** BEGIN PAGE TEXT **

Sometimes I am inspired to draw from stories, I learned to draw from tutorials found all over the internet. My favorite style is anime/manga and little chibi are really fun to draw here's a link if anyone's interested: http://www.howtodrawmanga.com/tutorial.html I do find it rather hard to color sometimes though, since I am Red and Green colorblind  . Hopefully I'll get better when I am able to get photoshop so I wont have to rely so much on crayons and colored pencils.


----------



## rune (Aug 2, 2005)

I've noticed you can get sketch by numbers now.  Do you think that will help me get artistic


----------



## darkwolf (Jun 26, 2007)

Hi Rune,

The key to learning to draw is the same key to learning to write: do it and do it often. You can learn techniques from books, but art, like anything else, takes practice. Don't get disappointed, because it will take a long time. Yes, there are some folks who are born with a talent and others who learned to do just as well.

Start simple. Find various objects, and just do line drawings at first, don't worry about shading, etc, in the beginning. Once you feel that you have the line drawings down, then begin to practice shading - this is where the books can come in handy, because they can help with shadow and highlight techniques.

At first, use reference items or photos and just draw what you see. If you want to do a picture of a unicorn, find a picture of a unicorn and sketch it exactly as you see it. You'll be amazed at how much you'll learn that way. It's the same technique that art teachers have been using for what seems like forever.

Once you can draw what you see, you can begin to draw what you only see in your mind...and even then it makes things easier if you have reference photos or drawings to help get things into the proper shapes. Don't be afraid to use other people's work as reference material, especially in the beginning. Almost every artist that has ever lived has used some form of reference material. Just don't plagarize and you'll do fine.

** END PAGE TEXT **
** BEGIN EXTRACTED DATA **

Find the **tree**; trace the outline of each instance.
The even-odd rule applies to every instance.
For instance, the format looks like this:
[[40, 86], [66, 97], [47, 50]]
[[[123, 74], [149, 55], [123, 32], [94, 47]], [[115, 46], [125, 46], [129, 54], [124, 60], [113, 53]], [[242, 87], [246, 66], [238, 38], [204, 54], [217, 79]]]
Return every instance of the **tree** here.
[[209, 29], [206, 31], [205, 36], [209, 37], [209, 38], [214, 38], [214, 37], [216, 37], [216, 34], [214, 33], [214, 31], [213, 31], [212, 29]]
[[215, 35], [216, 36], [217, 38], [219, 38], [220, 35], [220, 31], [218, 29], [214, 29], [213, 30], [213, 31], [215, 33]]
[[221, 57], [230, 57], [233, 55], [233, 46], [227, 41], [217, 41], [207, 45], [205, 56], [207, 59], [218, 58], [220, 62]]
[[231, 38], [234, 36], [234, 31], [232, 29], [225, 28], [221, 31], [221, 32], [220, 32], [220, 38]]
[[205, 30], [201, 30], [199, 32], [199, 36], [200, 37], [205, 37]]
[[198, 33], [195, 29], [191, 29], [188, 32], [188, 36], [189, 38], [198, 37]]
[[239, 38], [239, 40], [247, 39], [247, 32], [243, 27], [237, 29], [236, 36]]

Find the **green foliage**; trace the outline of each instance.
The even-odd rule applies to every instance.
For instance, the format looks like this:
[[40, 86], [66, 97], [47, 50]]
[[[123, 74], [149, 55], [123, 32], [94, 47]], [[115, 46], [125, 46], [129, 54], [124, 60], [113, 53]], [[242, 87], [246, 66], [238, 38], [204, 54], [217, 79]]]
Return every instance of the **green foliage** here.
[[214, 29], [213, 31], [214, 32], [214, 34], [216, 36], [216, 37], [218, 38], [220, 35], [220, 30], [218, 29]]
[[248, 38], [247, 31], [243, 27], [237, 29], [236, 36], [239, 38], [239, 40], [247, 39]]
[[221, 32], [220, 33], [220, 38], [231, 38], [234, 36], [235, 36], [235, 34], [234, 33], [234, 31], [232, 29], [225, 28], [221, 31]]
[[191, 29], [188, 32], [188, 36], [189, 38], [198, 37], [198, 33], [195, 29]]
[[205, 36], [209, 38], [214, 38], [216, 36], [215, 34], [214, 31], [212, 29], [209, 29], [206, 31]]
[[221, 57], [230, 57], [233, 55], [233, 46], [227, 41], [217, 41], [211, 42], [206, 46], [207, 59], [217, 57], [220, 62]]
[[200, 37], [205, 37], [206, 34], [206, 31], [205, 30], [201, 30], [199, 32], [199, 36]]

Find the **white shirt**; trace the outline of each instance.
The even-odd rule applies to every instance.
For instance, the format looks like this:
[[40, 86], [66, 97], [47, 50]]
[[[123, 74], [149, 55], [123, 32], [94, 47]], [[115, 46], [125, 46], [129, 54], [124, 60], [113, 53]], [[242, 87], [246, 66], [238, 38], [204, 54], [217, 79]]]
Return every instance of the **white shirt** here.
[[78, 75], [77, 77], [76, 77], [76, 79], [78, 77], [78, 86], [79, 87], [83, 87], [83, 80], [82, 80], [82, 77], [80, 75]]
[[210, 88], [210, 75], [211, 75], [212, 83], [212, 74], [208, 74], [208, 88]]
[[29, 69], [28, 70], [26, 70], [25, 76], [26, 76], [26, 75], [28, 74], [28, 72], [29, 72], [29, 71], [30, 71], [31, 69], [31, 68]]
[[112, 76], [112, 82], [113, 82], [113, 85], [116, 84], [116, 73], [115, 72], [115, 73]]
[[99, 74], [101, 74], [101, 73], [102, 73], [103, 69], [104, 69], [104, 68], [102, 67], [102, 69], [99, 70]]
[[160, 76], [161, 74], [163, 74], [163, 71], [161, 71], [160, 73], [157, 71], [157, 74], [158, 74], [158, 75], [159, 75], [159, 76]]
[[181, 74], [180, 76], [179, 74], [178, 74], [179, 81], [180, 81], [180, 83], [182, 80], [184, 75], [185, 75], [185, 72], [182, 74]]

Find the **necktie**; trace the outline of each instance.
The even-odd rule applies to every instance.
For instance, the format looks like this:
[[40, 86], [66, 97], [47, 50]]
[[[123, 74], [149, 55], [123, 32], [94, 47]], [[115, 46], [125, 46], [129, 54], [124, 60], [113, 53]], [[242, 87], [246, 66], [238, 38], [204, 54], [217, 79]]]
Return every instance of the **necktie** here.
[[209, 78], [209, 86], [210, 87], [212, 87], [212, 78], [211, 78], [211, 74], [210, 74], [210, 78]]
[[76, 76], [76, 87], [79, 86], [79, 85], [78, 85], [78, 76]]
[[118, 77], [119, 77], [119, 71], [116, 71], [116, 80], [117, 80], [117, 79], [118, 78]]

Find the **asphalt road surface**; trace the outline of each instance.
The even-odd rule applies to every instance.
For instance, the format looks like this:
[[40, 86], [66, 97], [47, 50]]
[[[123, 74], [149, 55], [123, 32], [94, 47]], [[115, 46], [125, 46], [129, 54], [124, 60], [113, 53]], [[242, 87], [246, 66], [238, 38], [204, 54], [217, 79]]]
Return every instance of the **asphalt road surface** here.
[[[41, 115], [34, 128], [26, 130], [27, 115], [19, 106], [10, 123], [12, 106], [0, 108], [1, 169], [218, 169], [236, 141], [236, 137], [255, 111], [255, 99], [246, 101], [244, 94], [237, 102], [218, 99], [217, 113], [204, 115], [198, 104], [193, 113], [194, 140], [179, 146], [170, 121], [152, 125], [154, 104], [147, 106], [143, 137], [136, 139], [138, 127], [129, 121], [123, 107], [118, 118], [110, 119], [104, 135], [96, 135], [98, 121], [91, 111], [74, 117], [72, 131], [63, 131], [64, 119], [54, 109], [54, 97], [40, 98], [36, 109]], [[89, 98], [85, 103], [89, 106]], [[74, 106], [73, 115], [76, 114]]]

** END EXTRACTED DATA **

**REQUIRED WORK:**
A - In the forum thread on learning to draw, why does darkwolf say books become useful once you start practicing shading? Answer in one to three sentences.
B - In the forum thread on learning to draw, what does the first poster name as their favorite drawing style?
C - Continue the forum thread on learning to draw from where it stops.

**TASK-BY-TASK ANSWERS:**
A - Books become useful at the shading stage because they can help with shadow and highlight techniques.

B - Anime/manga.

C -
Darkwolf


----------



## Diana Levin (Sep 24, 2007)

I think the best way to learn to draw is from life. Books help for practice, but if you really want to learn, take a figure drawing class with a good instructor. My theory is if you can draw the human figure, you can draw anything.


----------



## Curt Chiarelli (Oct 21, 2007)

I had natural talent which exhibited itself early. Accordingly, I am essentially self-taught. At ten years of age I began teaching myself perspective drawing and human anatomy, so by the time I began serious art instruction in my freshman year of high school it was all fairly redundant.

Ideally, the personal drive and the opportunities for instruction need to be combined for the best outcome. Lacking that, show me a person with natural gifts and ambition and he'll beat an unmotivated, but well-trained individual any day of the week. My proof? Ask around: Ninety percent of all successful artists are self-trained, self-propelled men.


----------



## creativeflow20 (Jun 18, 2009)

i remember when was about 3-5, i used to draw on a huge big of scrap paper all kinds of stick figures. i think it was natural for me.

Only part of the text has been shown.